PASSAGE TO READ –
3 min read
Semantic Caching: Intelligent Response Reuse for LLMs
Semantic caching goes beyond exact matches to cache similar queries, dramatically increasing cache hit rates.
How It Works
Query: "How do I reset my password?"
→ Embed → [0.12, 0.45, ...]
→ Search cache → Find similar: "How can I change my password?" (similarity: 0.96)
→ Return cached response
Implementation
import numpy as np
from dataclasses import dataclass
@dataclass
class CacheEntry:
query: str
embedding: np.array
response: str
created_at: datetime
hits: int = 0
class SemanticCache:
def __init__(
self,
embedding_func,
similarity_threshold: float = 0.92,
max_entries: int = 10000
):
self.embed = embedding_func
self.threshold = similarity_threshold
self.max_entries = max_entries
self.entries: list[CacheEntry] = []
def _cosine_similarity(self, a: np.array, b: np.array) -> float:
return float(np.dot(a, b) / (np.linalg.norm(a) * np.linalg.norm(b)))
def search(self, query: str) -> tuple[str | None, float]:
"""Search for semantically similar cached response."""
query_embedding = self.embed(query)
best_match = None
best_similarity = 0.0
for entry in self.entries:
similarity = self._cosine_similarity(query_embedding, entry.embedding)
if similarity > best_similarity and similarity >= self.threshold:
best_similarity = similarity
best_match = entry
if best_match:
best_match.hits += 1
return best_match.response, best_similarity
return None, 0.0
def add(self, query: str, response: str):
"""Add new entry to cache."""
embedding = self.embed(query)
# Evict if at capacity (LRU-like based on hits)
if len(self.entries) >= self.max_entries:
self.entries.sort(key=lambda e: e.hits)
self.entries.pop(0)
self.entries.append(CacheEntry(
query=query,
embedding=embedding,
response=response,
created_at=datetime.utcnow()
))
Vector Database Backed Cache
from azure.search.documents import SearchClient
from azure.search.documents.models import VectorizedQuery
class VectorDBSemanticCache:
def __init__(self, search_client: SearchClient, embedding_func, threshold: float = 0.92):
self.search = search_client
self.embed = embedding_func
self.threshold = threshold
def get(self, query: str) -> str | None:
query_vector = self.embed(query)

RECORDED INFORMATION –
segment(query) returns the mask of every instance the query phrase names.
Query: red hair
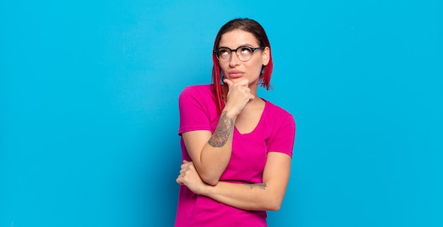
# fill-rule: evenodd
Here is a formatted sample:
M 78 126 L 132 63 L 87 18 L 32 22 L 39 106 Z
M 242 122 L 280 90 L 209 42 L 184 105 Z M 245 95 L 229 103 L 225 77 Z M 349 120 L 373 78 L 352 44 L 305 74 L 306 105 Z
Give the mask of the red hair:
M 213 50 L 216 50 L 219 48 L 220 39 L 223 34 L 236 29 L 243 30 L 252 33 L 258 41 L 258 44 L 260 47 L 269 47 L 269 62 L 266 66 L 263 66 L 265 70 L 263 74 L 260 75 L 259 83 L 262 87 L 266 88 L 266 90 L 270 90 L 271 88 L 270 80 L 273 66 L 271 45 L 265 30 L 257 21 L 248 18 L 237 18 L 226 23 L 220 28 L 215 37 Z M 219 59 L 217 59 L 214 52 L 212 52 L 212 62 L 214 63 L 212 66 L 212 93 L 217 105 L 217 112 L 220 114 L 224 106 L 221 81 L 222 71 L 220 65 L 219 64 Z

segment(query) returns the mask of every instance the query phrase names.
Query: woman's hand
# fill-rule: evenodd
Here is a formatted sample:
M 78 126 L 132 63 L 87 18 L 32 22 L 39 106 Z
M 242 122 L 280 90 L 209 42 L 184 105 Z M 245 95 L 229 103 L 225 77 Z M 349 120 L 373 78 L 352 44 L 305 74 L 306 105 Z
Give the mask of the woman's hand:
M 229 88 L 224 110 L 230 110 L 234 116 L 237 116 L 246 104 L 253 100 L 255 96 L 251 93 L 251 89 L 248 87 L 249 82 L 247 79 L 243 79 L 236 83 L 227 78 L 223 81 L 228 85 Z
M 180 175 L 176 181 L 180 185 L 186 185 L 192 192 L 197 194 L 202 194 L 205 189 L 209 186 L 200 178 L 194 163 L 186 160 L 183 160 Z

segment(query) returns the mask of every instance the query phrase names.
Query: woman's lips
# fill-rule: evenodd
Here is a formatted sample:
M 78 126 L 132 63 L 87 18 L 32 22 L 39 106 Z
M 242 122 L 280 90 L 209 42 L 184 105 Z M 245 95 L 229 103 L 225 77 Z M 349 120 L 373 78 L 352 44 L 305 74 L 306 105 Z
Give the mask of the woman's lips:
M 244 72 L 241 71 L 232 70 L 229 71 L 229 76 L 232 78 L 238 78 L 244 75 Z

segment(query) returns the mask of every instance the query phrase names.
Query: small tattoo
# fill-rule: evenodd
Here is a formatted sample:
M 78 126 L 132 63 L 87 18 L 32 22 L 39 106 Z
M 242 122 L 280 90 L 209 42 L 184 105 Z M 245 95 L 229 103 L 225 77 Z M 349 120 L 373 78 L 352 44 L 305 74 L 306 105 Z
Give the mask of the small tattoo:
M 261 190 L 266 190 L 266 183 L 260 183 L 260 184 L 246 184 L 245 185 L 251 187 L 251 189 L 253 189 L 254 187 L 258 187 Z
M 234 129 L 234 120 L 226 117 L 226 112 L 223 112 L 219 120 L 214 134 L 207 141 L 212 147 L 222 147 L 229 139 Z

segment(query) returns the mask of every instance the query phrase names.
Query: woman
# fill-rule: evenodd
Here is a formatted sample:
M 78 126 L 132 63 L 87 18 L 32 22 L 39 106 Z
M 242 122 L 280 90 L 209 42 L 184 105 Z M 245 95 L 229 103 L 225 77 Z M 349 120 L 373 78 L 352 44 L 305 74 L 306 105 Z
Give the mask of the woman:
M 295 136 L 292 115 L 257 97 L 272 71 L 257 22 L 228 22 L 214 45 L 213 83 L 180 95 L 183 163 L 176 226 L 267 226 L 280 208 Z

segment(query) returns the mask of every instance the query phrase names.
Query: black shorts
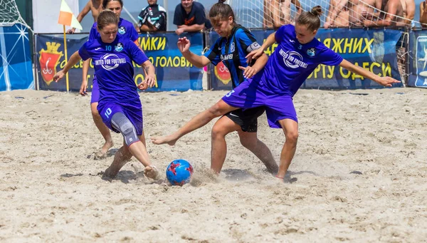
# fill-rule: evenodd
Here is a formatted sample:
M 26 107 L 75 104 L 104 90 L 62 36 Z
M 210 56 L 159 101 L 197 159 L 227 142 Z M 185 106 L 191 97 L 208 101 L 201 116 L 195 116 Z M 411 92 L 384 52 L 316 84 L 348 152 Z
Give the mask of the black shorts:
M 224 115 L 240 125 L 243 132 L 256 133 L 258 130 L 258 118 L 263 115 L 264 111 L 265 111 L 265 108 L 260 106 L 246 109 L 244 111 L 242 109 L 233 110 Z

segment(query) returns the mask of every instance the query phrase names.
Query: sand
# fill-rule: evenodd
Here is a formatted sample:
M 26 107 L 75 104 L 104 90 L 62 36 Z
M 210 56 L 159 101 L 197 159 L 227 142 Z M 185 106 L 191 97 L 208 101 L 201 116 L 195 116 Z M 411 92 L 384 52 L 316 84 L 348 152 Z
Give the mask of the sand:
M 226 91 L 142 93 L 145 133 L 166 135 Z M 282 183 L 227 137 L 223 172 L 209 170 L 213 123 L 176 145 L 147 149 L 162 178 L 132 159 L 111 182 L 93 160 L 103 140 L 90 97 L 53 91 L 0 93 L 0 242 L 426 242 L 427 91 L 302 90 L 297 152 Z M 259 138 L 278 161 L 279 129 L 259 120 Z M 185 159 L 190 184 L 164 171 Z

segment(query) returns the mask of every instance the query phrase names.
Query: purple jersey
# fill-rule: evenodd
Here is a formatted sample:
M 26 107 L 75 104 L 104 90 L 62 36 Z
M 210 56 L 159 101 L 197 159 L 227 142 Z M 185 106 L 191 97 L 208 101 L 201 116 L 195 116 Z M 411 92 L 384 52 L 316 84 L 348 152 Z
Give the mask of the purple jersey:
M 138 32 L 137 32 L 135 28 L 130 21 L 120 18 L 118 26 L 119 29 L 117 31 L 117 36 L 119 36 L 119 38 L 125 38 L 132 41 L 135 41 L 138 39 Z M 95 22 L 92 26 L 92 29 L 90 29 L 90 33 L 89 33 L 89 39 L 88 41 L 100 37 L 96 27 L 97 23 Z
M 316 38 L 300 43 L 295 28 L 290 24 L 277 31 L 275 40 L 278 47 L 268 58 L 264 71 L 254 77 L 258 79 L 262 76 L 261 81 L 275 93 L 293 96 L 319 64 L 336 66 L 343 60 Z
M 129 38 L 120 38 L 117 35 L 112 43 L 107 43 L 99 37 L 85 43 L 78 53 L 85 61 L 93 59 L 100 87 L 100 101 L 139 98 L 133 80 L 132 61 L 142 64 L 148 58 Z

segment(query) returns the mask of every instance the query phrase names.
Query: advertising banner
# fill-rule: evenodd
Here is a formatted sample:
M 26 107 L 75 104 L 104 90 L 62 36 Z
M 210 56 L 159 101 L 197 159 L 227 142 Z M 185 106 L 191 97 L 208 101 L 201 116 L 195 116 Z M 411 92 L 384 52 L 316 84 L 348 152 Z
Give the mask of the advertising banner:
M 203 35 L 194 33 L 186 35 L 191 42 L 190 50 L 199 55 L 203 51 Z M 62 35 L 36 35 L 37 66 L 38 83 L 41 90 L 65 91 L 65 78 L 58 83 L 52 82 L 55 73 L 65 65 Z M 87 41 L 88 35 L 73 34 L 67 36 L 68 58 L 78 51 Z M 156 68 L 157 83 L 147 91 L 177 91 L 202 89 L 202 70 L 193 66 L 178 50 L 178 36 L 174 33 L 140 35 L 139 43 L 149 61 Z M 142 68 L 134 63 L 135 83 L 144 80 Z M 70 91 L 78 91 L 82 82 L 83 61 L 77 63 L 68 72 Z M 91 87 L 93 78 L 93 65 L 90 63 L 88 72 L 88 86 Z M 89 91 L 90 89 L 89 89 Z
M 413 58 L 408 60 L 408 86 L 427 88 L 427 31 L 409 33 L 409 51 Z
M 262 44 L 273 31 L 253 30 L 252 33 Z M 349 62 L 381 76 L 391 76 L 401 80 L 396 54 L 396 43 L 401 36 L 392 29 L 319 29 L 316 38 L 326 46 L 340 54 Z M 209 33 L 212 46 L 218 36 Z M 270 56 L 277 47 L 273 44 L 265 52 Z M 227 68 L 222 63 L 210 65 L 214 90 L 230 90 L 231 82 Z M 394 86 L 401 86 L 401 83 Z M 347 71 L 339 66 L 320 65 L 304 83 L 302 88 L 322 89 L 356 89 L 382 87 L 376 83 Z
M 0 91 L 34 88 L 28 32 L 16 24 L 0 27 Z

QUESTIONS –
1. From the semantic caching article, reproduce the passage starting at "if similarity >" and ending at "self.entries.sort(key=lambda e: e.hits)", keeping every character as it appears.
2. Take the semantic caching article further, picking up immediately after its final line.

RESPONSES BY TASK –
1.
if similarity > best_similarity and similarity >= self.threshold:
best_similarity = similarity
best_match = entry
if best_match:
best_match.hits += 1
return best_match.response, best_similarity
return None, 0.0
def add(self, query: str, response: str):
"""Add new entry to cache."""
embedding = self.embed(query)
# Evict if at capacity (LRU-like based on hits)
if len(self.entries) >= self.max_entries:
self.entries.sort(key=lambda e: e.hits)

2.
results = self.search.search(
search_text="",
vector_queries=[
VectorizedQuery(
vector=query_vector,
k_nearest_neighbors=1,
fields="query_vector"
)
],
select=["response", "query"]
)
for result in results:
if result["@search.score"] >= self.threshold:
return result["response"]
return None
def set(self, query: str, response: str):
doc = {
"id": str(uuid.uuid4()),
"query": query,
"query_vector": self.embed(query),
"response": response,
"created": datetime.utcnow().isoformat()
}
self.search.upload_documents([doc])
Threshold Tuning
def evaluate_threshold(cache: SemanticCache, test_pairs: list[dict]) -> dict:
"""Evaluate cache effectiveness at different thresholds."""
results = {}
for threshold in [0.85, 0.90, 0.92, 0.95, 0.98]:
cache.threshold = threshold
correct = 0
total = len(test_pairs)
for pair in test_pairs:
cached, _ = cache.search(pair["query"])
if cached and is_acceptable_response(cached, pair["expected"]):
correct += 1
results[threshold] = {
"accuracy": correct / total,
"threshold": threshold
}
return results
Best Practices
- Start conservative - Higher threshold (0.95+) for critical applications
- Tune with data - Evaluate on your actual query patterns
- Monitor quality - Track when semantic matches are wrong
- Use vector DB - Scale beyond memory limits
- Combine with exact - Check exact match before semantic
Conclusion
Semantic caching increases hit rates by 20-50% over exact matching. Balance threshold between hit rate and accuracy for your use case.